Führen Sie den Text über die Geschichte des Yugo im Anschluss an seinen letzten Satz weiter.

- TEXTABSCHNITT -
=-=-=-=-=
Er ist einer der tragischen Helden der Autogeschichte, obwohl er wirklich das Beste war, was Zastava seinerzeit bauen konnte. Die fehlenden Sicherheitsauflagen im Werk waren da noch das geringste Problem des Yugo.

Roland Scharf

Die Geschichte des Autos mit dem Namen Yugo ist so riesig und komplex, dass man hier eigentlich gar nicht einfach von einem Helden auf Rädern sprechen kann. Was hier alles passiert und wer hier aller mitgespielt hat, daraus hätte Hollywood in den frühen 1980er-Jahren schon eine Hauptabendprogrammserie gemacht. Film und Fernsehen sollten aber auch so auf den kleinen Wagen von hinter dem Eisernen Vorhang aufmerksam werden, wobei daran eigentlich Subaru Mitschuld hat.

Los ging alles im serbischen Kragujevac, wo eine Firma namens Zastava Automobili AD eifrig Fahrzeuge auf Fiat-Basis zusammenschraubte. Der Ostblock verlangte nach solider und robuster Konfektionsware, weswegen man auch das Wort Flagge als Name der Fabrik erdachte (von Crvena Zastava, was „Rote Flagge“ bedeutet, kam man dann doch wieder ab) und dennoch wollte man nicht einfach nur bestehende Modelle umbenennen. Eigene Karosserievarianten zeugten schon davon, dass hier Ingenieure saßen, die das Beste aus der Mangel- und Planwirtschaft herausholen wollten. Und 1980 sah man sich dazu bereit, ein komplettes Auto zu entwickeln.
=-=-=-=-=
- Einträge aus einer Datenquelle -

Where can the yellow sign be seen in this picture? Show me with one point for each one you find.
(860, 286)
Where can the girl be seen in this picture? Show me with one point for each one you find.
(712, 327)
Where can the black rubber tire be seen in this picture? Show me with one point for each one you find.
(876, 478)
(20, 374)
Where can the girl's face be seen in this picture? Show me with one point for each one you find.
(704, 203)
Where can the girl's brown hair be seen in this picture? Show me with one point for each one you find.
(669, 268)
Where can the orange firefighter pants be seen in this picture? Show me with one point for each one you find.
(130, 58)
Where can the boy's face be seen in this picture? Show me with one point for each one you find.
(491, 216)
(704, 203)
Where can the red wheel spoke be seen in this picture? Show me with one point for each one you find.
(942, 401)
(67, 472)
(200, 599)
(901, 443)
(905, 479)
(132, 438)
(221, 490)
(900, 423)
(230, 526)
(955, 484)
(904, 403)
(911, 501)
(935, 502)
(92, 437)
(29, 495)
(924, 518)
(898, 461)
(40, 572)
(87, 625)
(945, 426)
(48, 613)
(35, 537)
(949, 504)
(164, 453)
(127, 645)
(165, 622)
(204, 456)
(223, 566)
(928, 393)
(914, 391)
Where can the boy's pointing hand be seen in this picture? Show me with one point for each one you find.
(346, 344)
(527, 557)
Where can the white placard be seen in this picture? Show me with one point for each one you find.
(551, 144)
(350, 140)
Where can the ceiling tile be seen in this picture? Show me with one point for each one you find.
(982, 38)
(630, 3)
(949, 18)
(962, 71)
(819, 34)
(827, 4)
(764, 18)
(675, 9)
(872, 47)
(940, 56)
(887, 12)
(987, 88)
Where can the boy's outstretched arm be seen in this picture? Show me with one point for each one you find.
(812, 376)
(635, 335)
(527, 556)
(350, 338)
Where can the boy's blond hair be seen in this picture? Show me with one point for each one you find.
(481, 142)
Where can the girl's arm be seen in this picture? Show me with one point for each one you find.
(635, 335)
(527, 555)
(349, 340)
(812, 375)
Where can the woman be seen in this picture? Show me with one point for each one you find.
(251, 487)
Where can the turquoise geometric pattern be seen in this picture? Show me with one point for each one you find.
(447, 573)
=-=-=-=-=
- LÖSUNG -
Heraus kam der Yugo, das Auto mit dem wohl patriotischsten Namen aller Zeiten. Technisch orientierte sich der rund 3,5 Meter lange Kleinwagen stark am ausgereiften Fiat 127. Die Karosserie hingegen war eine komplette Eigenentwicklung, mit der man vor allem eines erreichen wollte: Devisen. Tatsächlich wählte man den einprägsamen Namen auch deswegen, um ihn auf internationalen Märkten leichter vermarkten zu können. Europa ist groß, der Bedarf nach neuen Autos war seinerzeit ungebrochen, und selbst wenn die Technik nicht mehr ganz taufrisch war – in einem Punkt konnte dem Yugo 45 (die Zahl gab die anwesenden PS wider) keiner etwas vormachen: beim Preis.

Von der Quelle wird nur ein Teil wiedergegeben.